Excerpt -
-----

India-Centre wades into Barelvi-Wahabi duel in Kashmir?(story by Times of India)

Centre wades into Barelvi-Wahabi duel in Kashmir?

Randeep Singh Nandal, TNN & Agencies Apr 25, 2012, 03.36AM IST



Sectarian shadow boxing between Islamic sects is getting full play in Kashmir. It’s the ‘Good Barelvis’ versus ‘Dangerous Wahabis’. And the duel seems to be getting some support of the Centre and its agencies. Could this turn out to be the kind of folly the State committed when it played footsie with Bhindranwale in Punjab?

SRINAGAR: Chances are that Pir Jalaluddin, head of the Batmaloo Sahib shrine in Srinagar, never heard the two bullets that hit him on the night of March 17. But for many in Kashmir, these were echoes of a sectarian war in the making in the Valley. The Pir belonged to a new aggressive group of the Barelvi sect of Islam in Kashmir, a grouping that in the past six months has lost no opportunity to rally its large following in the state.

Shrine-going Barelvis constitute about 70% of J&K’s Muslims – an overwhelming majority in the Valley. However, the past 20 years have seen the more puritanical Wahabis like Ahle Hadith make rapid inroads in the state – a spread that is often ascribed to vast inflow of foreign funds to these organisations from Saudi Arabia. Thanks to their resources, Wahabi groups have ensured easy availability of Wahabi literature.

“When I was about to pass out of college, I too turned a Wahabi for a few years, unlike my shrine-going family,” said an unlikely young professional who didn’t want to be identified. Going further, he said, “The evening sermon was followed by tea and snacks. The mosque was large and airy and had reading material like books and pamphlets. Go to any roadside bookseller and he will have dozens of magazines and books to choose from on Wahabism.”

But the picture is changing now. With their righteous slogan of “Custodians of Kashmiriyat” and “Inclusive Islam”, the Barelvis are upping the ante to counter the spread of Wahabi organisations. There are several signs of this: the attack on Pir Jalaluddin, the recent attack on policemen at Hazratbal shrine, then another shooting at Dastgeer Sahib, but overtly people pretend there is no sectarian strife. It’s only in private they talk about it. And what’s more, it seems the state and its agencies are not neutral in the strife.

-----

(Localization data with one point per instance)
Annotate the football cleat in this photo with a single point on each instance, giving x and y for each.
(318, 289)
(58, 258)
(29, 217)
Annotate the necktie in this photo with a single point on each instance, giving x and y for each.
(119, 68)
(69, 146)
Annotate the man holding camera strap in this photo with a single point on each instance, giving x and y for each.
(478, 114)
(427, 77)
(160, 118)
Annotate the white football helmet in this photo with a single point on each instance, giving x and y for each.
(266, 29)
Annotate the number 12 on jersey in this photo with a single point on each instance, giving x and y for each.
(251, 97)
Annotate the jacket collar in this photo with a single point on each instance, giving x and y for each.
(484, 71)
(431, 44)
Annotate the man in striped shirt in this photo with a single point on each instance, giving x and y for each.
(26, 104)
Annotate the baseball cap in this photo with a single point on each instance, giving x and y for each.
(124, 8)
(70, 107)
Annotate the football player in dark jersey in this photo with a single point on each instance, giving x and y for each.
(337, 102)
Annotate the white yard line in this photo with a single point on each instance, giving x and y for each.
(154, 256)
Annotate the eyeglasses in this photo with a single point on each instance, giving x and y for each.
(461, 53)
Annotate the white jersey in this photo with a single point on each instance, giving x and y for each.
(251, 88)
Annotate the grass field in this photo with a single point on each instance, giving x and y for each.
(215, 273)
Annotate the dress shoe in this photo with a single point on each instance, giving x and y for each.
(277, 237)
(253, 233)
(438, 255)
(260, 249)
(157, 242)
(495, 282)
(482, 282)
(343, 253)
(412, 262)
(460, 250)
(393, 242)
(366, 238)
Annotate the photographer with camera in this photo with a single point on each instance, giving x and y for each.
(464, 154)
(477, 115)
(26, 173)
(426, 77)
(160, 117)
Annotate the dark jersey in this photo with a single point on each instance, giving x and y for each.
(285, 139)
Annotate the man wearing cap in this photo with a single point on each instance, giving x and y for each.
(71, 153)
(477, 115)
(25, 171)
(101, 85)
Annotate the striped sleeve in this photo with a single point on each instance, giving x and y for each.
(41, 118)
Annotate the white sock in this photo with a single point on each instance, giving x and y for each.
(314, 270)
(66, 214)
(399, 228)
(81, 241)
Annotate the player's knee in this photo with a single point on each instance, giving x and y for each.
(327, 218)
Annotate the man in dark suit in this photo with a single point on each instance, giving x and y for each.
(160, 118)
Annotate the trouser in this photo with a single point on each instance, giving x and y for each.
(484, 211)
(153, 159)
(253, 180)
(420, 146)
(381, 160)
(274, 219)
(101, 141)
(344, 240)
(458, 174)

-----

The problem - Continue the news report on the Barelvi-Wahabi rivalry in Kashmir from the point where it stops.

Output for this exercise -
There’s a tactical understanding that the “Good Barelvis” are better than the “Dangerous Wahabi”. The genesis of the belief lies in the summer unrest of 2010 when the “Conflict Generation” of Kashmir, boys born post-1990, took the lead in agitations. A subsequent survey by the Union home ministry found that almost 60% of young people spent a considerable time listening to religious discourses on the net or on CDs.

The overwhelming majority of this material was of the Wahabi school. It was here that the idea of “Good Barelvis” and “Dangerous Wahabis” took root.

By the fall of 2011, the strategy is said to have been fleshed out. When the Kashmir Sufi movement page opened on Facebook in October, the battle for ideas was joined. Starting with a massive rally on February 12 this year, it has been a Barelvi spring awakening for Kashmir. Not a day goes by without a function in some part of the Valley by organisations like the Karvan-e-Islam. Central agencies ensure these functions are given wide coverage by “sympathetic” newspapers. Senior government officials are prominent guests at these religious gatherings.

Almost in tandem, many religious shrines are being renovated across J&K to accommodate larger flocks. There’s been a sudden inflow of funds which has raised eyebrows. It’s at this level the tactical push begins to walk on thin ice. For, on the ground where the mosques are mushrooming, it is the Army which is present in any meaningful way. And the Army that prides itself on being secular, appears to have been convinced to throw their lot to push this sectarian caravan.

Army units are keeping a close watch on the construction of new mosques in their operational areas with orders to observe the Wahabis. Many have sprung up recently. For example, in Pulwama, which has some 202 large mosques, 2011 alone saw 43 new ones coming up. In Budgam, close to Srinagar, some 66 new mosques will be completed this year. Early in April, a Rashtriya Rifles unit on the outskirts of Srinagar organised a day’s langar at the Urs of a local Shrine. The devout also benefited from a road built to the shrine with Army funds made just weeks earlier.

Some officers are uncomfortable with such involvement of the forces. “Nobody here has ever accused us of being a Hindu army or of sectarian bias. This tarnishes us. We are also influencing our officers and men subconsciously. If these are the good chaps then, by definition, a Jamaat, Deoband or an Ahle Hadith person is dangerous because of the way he practices his religion. Can you really judge a man by the TV channel he watches?” asked an officer, referring to the Wahabi-supported Peace TV.